**WORK TASK**. When you find the line with "Target: grass field" among the records below, reproduce it and each line after it exactly, ending with the line with "Locate the dark".

Records from a dataset
········
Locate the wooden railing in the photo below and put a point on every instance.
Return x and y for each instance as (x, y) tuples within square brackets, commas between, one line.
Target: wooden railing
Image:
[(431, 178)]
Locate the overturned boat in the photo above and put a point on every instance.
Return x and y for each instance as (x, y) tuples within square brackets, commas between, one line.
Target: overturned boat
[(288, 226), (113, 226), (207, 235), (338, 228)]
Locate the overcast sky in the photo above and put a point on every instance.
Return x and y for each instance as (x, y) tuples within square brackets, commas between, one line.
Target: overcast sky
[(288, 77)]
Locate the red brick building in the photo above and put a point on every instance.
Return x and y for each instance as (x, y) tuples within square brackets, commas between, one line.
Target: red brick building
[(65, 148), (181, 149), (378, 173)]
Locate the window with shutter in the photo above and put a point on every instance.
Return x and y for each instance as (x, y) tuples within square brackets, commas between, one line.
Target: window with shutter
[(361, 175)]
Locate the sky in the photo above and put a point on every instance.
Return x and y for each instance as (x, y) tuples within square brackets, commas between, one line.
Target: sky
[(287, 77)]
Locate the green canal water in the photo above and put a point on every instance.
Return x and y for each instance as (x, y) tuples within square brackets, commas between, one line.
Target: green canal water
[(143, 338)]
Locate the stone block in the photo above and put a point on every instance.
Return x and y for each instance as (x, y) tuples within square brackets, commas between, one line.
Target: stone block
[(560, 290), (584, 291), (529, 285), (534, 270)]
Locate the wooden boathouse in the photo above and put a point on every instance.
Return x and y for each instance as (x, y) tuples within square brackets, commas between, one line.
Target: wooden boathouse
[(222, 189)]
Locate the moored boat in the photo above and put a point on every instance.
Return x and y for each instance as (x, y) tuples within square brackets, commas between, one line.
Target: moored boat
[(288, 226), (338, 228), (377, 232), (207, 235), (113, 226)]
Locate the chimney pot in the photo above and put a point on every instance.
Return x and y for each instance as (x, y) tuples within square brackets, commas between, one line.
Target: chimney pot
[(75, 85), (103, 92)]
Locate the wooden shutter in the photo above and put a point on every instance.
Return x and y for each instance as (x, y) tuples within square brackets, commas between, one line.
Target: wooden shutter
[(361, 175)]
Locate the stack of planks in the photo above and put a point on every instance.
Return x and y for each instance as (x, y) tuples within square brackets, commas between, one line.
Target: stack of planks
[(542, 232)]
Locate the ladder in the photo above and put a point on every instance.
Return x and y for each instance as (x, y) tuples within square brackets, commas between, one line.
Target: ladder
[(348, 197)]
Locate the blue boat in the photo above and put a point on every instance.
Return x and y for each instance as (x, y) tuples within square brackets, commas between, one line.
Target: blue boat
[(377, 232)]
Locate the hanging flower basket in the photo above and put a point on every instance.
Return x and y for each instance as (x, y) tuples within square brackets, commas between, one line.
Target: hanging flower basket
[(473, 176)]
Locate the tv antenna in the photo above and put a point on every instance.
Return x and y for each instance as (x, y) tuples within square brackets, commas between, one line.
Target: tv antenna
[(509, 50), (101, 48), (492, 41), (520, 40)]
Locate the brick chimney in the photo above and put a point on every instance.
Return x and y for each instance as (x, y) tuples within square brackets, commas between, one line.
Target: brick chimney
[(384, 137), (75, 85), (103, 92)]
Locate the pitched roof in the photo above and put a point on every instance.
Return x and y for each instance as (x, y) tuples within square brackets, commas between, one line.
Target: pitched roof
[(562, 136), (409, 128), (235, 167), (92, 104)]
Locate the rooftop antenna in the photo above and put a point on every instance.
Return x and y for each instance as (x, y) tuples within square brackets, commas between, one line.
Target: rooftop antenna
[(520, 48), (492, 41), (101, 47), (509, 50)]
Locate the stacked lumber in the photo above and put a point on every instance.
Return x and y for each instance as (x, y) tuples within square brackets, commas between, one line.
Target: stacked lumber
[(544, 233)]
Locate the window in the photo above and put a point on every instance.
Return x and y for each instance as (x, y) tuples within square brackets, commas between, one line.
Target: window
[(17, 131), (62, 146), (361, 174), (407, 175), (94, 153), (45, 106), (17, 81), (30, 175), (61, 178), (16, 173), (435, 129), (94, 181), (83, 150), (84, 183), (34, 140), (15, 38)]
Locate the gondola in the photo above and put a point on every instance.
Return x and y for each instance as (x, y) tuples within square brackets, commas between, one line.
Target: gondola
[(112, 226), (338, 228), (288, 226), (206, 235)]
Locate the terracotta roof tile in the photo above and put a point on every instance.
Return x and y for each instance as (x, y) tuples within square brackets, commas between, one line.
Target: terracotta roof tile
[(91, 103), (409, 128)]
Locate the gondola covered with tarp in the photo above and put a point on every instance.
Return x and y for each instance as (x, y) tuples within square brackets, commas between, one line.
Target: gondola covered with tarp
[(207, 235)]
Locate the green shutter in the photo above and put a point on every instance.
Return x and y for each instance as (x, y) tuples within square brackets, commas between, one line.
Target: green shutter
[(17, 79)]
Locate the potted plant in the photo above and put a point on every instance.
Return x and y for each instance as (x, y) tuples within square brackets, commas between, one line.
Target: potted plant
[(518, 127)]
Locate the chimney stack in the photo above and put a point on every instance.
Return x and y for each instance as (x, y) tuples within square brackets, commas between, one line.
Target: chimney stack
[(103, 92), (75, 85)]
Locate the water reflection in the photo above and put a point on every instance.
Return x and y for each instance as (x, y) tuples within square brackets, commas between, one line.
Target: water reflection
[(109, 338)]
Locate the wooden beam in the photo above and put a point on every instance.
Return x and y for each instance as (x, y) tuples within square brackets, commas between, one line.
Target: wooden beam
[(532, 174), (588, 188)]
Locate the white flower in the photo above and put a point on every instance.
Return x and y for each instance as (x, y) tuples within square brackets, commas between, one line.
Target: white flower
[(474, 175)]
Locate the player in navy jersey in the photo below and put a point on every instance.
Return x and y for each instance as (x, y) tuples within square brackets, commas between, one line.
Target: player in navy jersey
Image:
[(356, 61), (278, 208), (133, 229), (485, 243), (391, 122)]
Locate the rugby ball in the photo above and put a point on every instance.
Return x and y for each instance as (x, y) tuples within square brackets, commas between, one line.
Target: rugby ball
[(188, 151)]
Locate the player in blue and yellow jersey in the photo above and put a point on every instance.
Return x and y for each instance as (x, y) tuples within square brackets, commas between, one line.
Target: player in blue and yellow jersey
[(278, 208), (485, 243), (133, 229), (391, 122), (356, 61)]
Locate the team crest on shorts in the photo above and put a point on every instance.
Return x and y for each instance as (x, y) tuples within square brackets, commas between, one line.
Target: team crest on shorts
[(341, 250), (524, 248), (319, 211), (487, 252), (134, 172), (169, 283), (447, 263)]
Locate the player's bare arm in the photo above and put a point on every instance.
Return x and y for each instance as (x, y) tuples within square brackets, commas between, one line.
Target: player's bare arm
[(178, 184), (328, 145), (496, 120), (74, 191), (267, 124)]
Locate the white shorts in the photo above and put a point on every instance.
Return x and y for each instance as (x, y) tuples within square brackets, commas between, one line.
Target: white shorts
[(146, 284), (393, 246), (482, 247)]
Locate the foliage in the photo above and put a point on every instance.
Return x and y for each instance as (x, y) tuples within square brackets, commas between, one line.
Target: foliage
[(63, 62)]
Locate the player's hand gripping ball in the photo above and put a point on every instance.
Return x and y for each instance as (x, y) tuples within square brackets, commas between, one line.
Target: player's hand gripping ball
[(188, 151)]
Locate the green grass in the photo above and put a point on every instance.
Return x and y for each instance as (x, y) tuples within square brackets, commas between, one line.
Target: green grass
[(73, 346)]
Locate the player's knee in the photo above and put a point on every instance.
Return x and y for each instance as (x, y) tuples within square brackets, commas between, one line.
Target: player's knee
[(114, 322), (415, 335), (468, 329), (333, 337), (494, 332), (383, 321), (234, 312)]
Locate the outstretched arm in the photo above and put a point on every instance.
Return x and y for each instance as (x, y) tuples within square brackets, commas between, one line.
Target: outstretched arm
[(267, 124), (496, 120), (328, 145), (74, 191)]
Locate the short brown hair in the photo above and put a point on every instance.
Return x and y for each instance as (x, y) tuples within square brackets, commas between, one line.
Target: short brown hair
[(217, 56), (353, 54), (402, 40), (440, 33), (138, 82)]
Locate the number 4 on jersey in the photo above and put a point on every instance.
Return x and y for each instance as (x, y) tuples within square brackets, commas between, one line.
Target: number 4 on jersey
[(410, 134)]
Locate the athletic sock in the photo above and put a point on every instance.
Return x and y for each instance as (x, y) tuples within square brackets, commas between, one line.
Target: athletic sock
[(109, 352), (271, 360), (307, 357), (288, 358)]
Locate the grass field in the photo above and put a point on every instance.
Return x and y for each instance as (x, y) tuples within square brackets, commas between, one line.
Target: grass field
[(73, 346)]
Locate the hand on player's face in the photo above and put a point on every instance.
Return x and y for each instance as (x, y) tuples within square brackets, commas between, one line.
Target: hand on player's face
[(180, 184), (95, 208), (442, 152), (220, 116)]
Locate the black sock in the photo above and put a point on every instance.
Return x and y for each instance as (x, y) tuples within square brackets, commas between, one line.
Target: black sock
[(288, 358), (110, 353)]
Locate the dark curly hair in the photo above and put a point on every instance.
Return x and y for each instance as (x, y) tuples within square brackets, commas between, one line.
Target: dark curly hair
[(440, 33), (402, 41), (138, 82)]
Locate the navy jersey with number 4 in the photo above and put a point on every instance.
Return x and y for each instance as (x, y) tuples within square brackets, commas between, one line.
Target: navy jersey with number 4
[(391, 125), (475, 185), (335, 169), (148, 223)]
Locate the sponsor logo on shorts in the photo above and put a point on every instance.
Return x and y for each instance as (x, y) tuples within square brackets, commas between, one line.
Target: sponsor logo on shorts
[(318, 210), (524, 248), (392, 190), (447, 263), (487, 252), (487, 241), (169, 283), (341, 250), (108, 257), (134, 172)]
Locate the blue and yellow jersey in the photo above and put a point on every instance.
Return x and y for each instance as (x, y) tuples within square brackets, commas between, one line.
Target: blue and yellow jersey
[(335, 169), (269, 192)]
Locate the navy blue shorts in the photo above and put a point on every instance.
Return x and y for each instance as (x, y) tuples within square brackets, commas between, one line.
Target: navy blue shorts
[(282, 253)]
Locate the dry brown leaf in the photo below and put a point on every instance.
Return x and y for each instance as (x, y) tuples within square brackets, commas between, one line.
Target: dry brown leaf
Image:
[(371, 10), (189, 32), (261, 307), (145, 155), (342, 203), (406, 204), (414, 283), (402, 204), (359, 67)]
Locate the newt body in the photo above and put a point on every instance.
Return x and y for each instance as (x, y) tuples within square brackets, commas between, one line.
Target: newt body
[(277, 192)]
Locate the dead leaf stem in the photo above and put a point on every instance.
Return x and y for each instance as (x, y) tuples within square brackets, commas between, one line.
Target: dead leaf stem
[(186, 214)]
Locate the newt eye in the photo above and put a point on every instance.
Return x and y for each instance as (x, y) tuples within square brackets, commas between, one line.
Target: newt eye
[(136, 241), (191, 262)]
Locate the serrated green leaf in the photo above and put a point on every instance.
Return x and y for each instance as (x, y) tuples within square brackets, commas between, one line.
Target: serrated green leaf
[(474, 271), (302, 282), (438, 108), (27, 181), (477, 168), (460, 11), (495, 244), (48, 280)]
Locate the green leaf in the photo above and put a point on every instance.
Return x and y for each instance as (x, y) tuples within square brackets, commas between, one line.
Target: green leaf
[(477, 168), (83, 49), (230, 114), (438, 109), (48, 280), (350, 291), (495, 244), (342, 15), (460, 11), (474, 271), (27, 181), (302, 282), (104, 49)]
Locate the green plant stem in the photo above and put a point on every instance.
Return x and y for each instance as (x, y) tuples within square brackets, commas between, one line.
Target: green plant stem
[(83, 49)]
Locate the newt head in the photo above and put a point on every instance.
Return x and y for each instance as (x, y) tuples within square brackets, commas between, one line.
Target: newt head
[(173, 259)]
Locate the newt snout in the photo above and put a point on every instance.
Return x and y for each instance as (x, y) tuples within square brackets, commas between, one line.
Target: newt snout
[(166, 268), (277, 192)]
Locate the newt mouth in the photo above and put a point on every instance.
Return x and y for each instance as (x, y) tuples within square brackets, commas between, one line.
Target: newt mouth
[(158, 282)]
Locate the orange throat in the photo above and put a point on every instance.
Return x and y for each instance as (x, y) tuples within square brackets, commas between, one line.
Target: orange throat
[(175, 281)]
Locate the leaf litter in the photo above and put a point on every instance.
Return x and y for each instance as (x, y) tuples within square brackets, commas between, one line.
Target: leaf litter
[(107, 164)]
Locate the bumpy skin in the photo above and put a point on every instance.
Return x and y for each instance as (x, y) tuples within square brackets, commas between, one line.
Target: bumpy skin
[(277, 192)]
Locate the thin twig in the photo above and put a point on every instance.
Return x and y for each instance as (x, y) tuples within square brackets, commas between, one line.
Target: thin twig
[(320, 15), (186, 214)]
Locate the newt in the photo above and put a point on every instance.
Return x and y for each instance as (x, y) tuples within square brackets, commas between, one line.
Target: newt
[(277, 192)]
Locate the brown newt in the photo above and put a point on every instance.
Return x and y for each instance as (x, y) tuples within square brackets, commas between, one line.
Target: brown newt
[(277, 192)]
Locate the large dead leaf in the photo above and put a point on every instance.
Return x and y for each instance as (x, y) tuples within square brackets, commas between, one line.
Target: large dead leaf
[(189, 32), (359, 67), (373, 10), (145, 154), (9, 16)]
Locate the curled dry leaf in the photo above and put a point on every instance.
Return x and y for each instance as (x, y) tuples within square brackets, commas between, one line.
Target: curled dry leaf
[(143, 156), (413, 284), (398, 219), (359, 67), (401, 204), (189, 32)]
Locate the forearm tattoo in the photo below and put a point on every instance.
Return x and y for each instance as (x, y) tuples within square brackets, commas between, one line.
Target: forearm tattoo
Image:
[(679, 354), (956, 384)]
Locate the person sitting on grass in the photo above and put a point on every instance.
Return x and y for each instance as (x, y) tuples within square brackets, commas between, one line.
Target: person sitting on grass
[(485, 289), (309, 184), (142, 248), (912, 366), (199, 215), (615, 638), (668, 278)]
········
**RESULT**.
Target: grass field
[(73, 346)]
Locate the hand on player's face in the photo above and put a point on every instance.
Return x and y for each instance as (x, y) tuples within square brackets, commas between, one line.
Target: hand on player's face
[(180, 184), (95, 208), (442, 152), (220, 116)]
Locate the black sock in the photo above and put a point on every instance.
Return x and y for each instance as (x, y) tuples within square brackets, commas between, one line.
Target: black sock
[(288, 358), (110, 353)]
Locate the dark curly hair in the photo above and put a point on every instance.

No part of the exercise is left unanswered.